GOAL =
From the line containing "target | glasses frame" to the very last line, repeat everything exactly and add nothing else. Skip the pictures.

SUPPLIED MATERIAL =

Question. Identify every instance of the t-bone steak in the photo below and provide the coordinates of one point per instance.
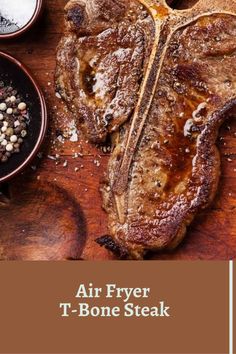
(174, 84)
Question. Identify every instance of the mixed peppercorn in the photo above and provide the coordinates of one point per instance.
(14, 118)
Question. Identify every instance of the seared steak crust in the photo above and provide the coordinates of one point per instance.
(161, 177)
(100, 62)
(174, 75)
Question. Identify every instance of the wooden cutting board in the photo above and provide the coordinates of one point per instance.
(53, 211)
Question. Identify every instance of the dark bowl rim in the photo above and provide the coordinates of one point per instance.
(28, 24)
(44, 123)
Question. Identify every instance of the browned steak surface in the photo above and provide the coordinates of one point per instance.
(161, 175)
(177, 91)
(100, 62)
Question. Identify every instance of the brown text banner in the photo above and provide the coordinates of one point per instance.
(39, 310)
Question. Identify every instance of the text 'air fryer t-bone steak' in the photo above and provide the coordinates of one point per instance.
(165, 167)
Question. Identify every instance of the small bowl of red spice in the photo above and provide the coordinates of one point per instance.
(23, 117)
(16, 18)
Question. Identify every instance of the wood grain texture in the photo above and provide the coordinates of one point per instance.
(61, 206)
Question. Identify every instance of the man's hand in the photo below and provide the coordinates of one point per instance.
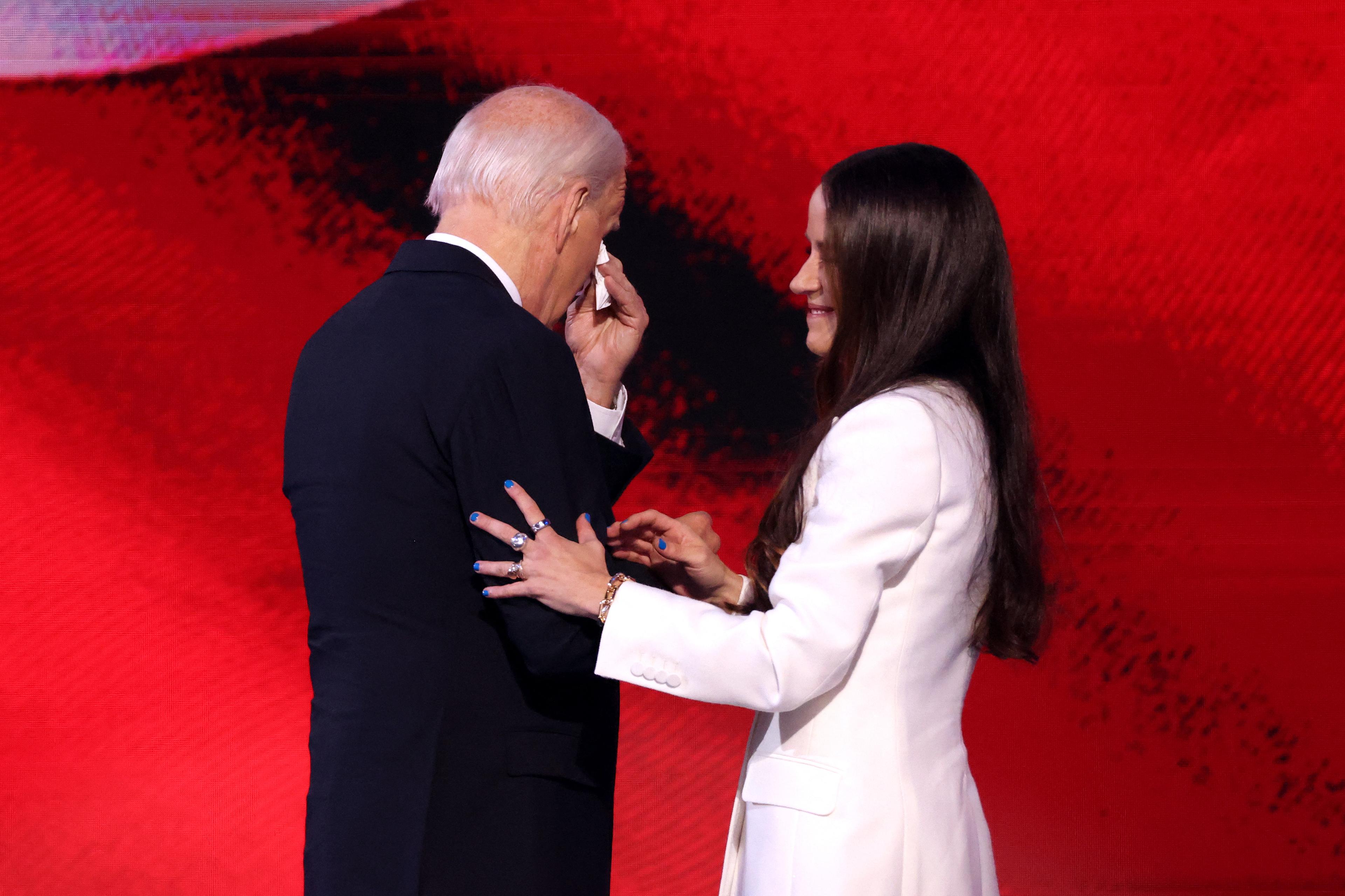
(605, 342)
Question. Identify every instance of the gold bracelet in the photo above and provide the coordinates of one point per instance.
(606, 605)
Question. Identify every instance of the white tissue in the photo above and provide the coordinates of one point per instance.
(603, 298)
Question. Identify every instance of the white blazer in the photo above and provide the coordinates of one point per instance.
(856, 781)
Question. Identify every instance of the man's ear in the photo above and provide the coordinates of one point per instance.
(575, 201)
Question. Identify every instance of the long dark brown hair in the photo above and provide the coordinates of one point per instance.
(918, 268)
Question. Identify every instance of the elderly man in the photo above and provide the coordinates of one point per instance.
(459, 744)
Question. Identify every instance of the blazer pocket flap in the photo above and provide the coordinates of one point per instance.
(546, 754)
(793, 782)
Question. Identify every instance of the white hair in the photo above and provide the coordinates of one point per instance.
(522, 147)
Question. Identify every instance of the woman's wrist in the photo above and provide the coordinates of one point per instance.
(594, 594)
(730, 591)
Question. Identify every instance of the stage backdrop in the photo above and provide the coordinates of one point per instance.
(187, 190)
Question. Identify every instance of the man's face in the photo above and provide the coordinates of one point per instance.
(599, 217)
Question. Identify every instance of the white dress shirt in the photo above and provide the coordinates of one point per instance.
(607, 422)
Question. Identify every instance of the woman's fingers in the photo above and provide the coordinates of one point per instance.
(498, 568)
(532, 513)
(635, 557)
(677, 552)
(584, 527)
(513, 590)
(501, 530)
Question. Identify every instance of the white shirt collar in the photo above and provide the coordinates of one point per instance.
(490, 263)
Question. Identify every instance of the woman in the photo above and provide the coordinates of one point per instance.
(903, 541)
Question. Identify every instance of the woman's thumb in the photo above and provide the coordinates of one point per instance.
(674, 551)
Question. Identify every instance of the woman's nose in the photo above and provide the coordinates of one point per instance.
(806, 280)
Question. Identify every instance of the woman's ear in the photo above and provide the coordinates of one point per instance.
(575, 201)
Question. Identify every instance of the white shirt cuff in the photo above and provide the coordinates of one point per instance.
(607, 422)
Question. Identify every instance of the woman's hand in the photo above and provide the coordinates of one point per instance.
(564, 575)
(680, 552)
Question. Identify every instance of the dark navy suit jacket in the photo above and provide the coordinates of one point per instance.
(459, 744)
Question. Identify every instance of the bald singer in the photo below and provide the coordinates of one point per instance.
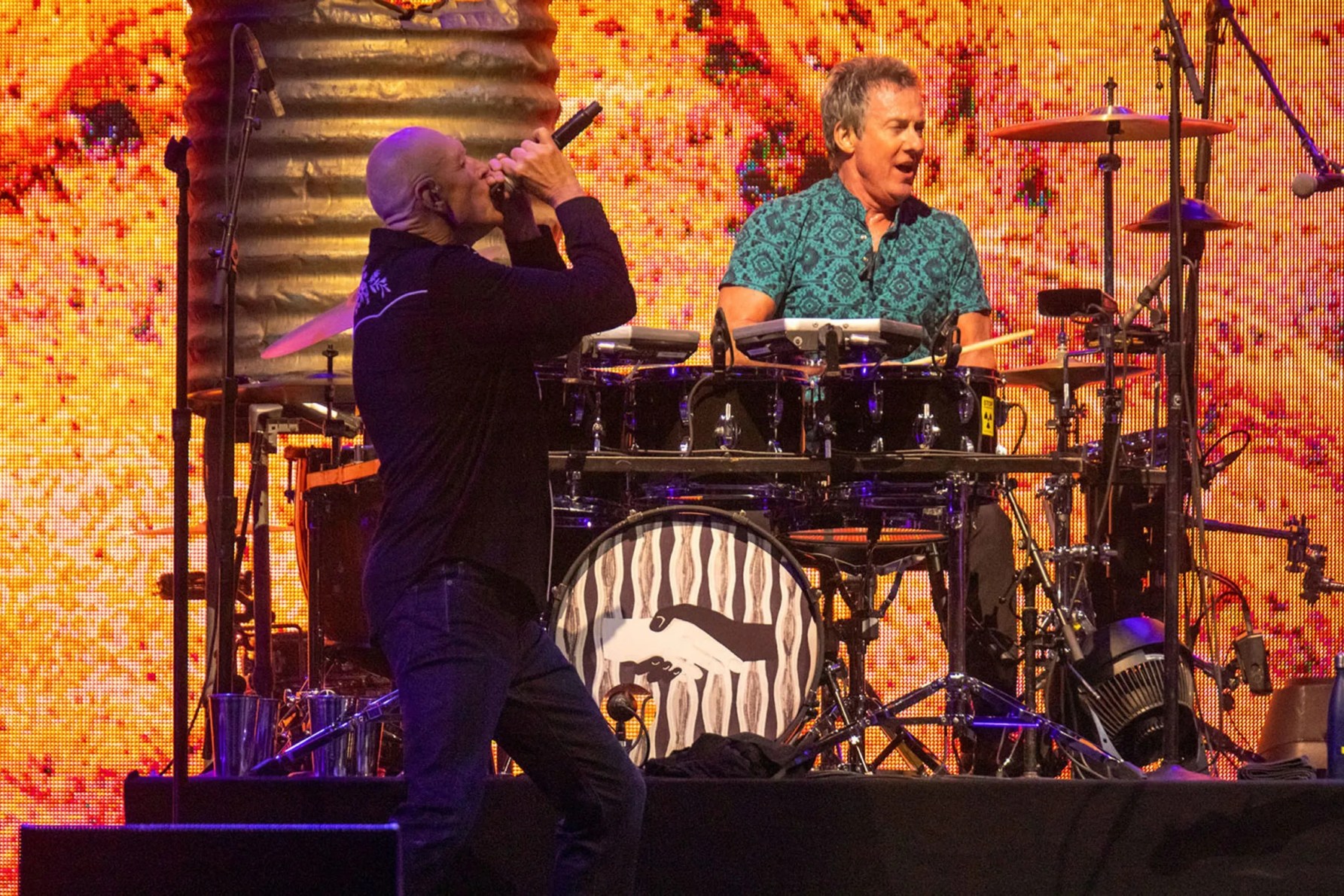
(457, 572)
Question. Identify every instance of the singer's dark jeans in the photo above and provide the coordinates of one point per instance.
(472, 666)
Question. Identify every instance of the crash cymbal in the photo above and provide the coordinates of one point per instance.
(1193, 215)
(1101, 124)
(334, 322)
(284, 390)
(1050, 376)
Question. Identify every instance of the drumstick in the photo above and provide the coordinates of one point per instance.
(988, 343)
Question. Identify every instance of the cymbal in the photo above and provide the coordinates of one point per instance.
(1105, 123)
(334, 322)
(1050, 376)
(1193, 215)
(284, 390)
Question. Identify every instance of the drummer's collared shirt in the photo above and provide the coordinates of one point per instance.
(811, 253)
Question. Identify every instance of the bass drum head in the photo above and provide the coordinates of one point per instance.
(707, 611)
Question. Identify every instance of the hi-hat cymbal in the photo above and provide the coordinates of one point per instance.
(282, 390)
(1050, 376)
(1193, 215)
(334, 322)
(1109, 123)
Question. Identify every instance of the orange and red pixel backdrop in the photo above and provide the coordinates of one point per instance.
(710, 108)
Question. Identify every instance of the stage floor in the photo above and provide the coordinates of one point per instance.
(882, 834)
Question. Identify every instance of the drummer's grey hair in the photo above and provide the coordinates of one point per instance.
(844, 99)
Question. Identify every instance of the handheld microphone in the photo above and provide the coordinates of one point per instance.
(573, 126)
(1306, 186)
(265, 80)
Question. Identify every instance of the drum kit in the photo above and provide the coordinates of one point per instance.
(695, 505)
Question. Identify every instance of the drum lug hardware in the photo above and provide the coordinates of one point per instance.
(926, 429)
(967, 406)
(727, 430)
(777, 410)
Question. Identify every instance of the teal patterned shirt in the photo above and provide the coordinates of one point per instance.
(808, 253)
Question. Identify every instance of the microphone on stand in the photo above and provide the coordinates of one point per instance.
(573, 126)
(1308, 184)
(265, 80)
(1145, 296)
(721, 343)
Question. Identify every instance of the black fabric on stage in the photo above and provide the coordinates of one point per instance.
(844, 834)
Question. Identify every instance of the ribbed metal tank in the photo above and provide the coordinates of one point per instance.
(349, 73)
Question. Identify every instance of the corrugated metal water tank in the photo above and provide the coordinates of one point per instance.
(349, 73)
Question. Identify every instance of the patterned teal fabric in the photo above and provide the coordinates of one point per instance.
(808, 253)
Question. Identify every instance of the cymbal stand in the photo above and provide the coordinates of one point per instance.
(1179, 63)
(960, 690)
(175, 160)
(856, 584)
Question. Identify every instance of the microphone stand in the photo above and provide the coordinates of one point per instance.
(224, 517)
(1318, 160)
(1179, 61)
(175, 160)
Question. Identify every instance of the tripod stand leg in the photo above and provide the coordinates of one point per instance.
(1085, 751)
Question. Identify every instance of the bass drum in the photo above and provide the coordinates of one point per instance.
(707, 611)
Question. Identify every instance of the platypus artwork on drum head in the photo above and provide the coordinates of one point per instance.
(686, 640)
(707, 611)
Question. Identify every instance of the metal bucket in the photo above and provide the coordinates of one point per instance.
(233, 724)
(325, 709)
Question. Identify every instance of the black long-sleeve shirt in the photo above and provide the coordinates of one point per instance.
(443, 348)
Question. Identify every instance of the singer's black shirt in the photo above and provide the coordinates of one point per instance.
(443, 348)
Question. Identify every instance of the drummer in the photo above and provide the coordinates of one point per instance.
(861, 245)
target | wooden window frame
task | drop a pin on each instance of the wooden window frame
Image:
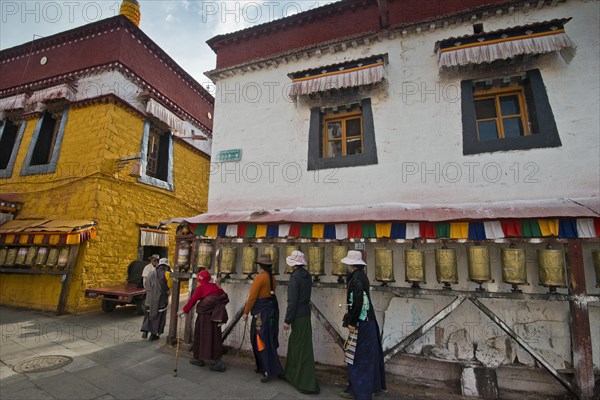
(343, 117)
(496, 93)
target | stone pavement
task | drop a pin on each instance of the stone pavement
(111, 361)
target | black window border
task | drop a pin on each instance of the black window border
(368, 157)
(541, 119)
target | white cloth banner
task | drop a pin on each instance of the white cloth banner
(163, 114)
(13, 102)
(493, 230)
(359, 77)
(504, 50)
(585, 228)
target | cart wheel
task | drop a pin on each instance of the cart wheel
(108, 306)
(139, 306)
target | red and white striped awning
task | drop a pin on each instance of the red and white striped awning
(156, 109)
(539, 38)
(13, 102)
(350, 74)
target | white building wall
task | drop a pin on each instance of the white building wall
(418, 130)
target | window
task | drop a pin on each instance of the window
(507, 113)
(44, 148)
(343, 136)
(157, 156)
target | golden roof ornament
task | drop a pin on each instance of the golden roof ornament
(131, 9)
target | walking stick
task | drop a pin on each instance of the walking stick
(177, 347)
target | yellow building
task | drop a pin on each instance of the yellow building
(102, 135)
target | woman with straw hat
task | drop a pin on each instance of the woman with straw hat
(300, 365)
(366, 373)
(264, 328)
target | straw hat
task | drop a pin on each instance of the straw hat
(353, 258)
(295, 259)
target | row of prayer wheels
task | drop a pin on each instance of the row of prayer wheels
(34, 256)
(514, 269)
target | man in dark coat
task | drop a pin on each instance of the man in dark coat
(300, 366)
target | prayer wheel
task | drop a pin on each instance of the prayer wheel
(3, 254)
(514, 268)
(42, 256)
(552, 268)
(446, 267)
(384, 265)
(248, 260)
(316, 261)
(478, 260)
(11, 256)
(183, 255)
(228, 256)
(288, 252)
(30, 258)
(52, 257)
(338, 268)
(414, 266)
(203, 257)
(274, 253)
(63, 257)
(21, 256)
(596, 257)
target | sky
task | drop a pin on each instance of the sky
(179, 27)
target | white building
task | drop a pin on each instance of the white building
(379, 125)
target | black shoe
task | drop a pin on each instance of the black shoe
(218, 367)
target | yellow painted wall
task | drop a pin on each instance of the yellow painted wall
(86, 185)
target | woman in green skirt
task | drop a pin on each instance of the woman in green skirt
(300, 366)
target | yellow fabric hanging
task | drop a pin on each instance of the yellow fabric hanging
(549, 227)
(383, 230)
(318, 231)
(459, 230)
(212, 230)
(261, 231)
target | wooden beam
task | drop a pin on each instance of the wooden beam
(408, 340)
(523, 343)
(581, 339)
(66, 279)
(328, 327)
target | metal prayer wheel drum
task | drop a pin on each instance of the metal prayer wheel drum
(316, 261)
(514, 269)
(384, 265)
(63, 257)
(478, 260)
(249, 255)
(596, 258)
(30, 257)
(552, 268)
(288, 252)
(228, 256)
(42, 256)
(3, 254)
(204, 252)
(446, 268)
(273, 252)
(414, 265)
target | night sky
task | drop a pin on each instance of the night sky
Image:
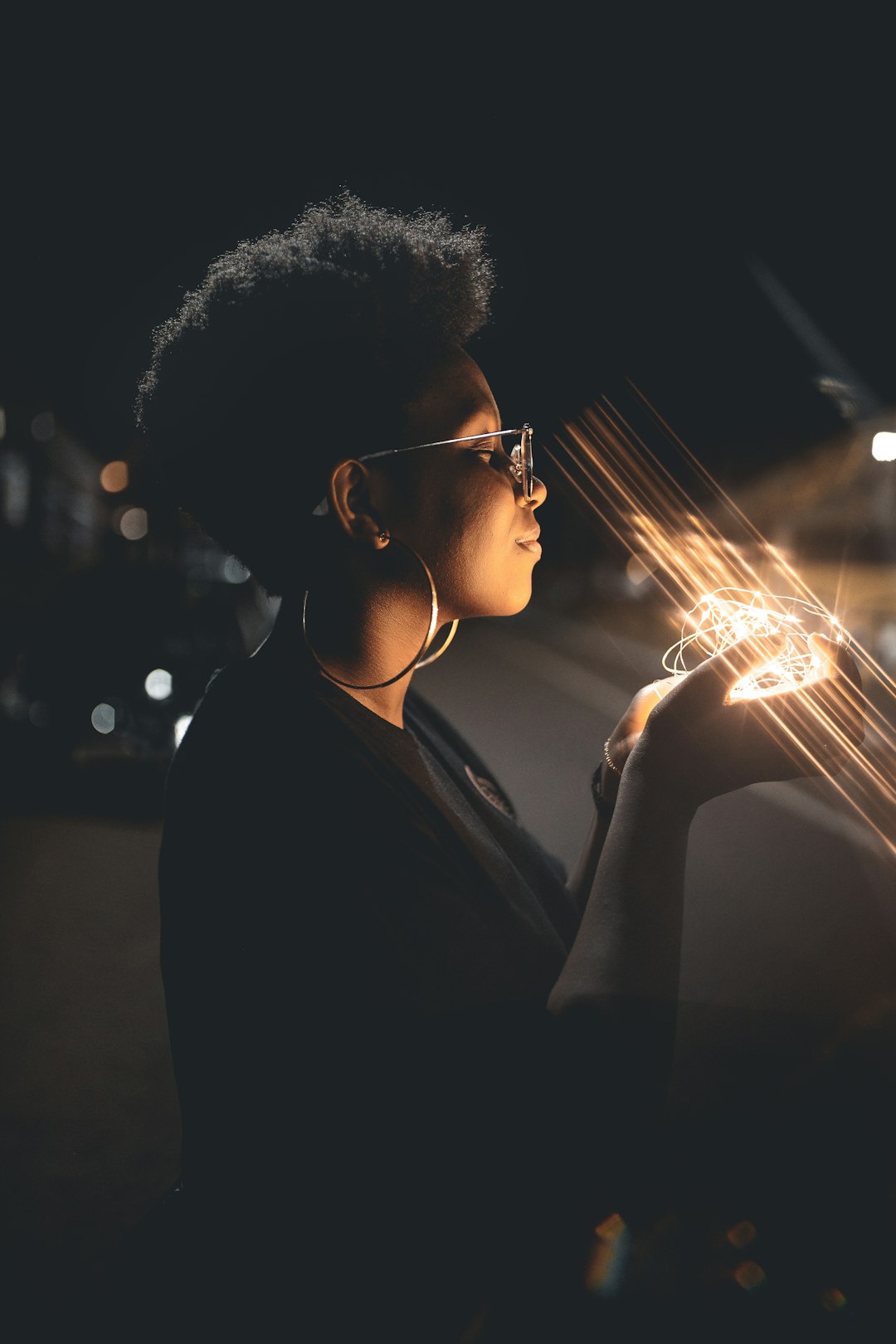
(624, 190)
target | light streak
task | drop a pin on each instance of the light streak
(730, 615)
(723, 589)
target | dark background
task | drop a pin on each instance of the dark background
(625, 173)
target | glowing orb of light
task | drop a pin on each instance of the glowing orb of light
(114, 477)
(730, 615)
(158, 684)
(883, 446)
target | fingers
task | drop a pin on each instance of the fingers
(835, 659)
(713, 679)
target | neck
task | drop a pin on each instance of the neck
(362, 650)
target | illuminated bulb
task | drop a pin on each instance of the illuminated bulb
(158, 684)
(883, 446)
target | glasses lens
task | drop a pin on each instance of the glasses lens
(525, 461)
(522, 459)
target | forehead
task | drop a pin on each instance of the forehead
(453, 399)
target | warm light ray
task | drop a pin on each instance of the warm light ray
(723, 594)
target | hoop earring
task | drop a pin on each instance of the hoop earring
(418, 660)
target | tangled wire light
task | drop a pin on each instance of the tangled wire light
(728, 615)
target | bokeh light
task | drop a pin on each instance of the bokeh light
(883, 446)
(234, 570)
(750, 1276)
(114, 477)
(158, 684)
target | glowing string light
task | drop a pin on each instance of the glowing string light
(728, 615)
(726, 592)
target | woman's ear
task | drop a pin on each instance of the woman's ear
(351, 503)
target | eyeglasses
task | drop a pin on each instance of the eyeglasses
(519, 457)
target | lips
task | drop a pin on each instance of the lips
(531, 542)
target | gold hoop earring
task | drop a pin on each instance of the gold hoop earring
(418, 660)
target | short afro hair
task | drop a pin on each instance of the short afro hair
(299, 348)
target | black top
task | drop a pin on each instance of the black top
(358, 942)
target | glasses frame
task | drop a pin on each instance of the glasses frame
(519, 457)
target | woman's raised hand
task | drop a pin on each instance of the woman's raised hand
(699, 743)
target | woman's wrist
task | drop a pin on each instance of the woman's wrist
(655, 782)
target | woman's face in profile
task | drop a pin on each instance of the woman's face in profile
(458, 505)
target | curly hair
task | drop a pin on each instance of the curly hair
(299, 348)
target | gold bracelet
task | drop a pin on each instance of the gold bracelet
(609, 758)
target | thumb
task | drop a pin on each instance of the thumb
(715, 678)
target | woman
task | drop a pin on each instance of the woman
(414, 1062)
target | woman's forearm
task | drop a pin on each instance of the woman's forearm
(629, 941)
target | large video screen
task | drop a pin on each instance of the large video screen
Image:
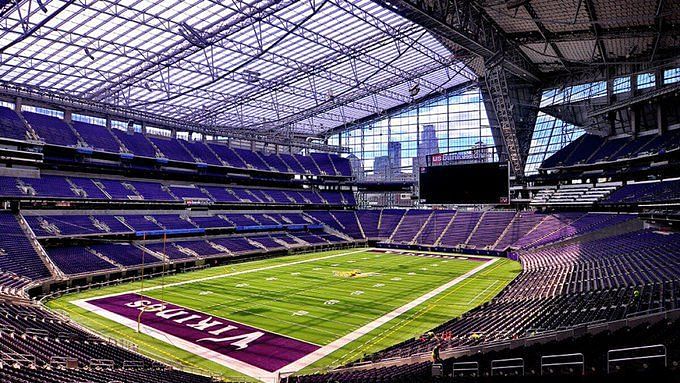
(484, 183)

THE RESPONSE =
target | glasses frame
task | drop a pin on each instance of the glasses frame
(519, 457)
target | woman's raised hand
task | drop a pin on each instance of the woman's raised hand
(699, 743)
target | woman's wrist
task | drop a pin on each instance of the woman's wrist
(655, 782)
target | woman's face in profile
task | drop a pin on each instance of the woman's face in profile
(458, 505)
target | curly hair
task | drop a pin on each instance of the curly hair
(299, 348)
target | gold bracelet
task | drop a pin on each instance of the gold bracelet
(609, 758)
target | thumb
task | drop a pin on each instance of the thumb
(715, 678)
target | woman
task | drop a pin on each instance of the woman
(414, 1062)
target | woman's forearm
task | drop a pin on each instance of the woman's forearm
(629, 941)
target | large video screen
task | drop a pin on each instance of the large video screen
Image:
(484, 183)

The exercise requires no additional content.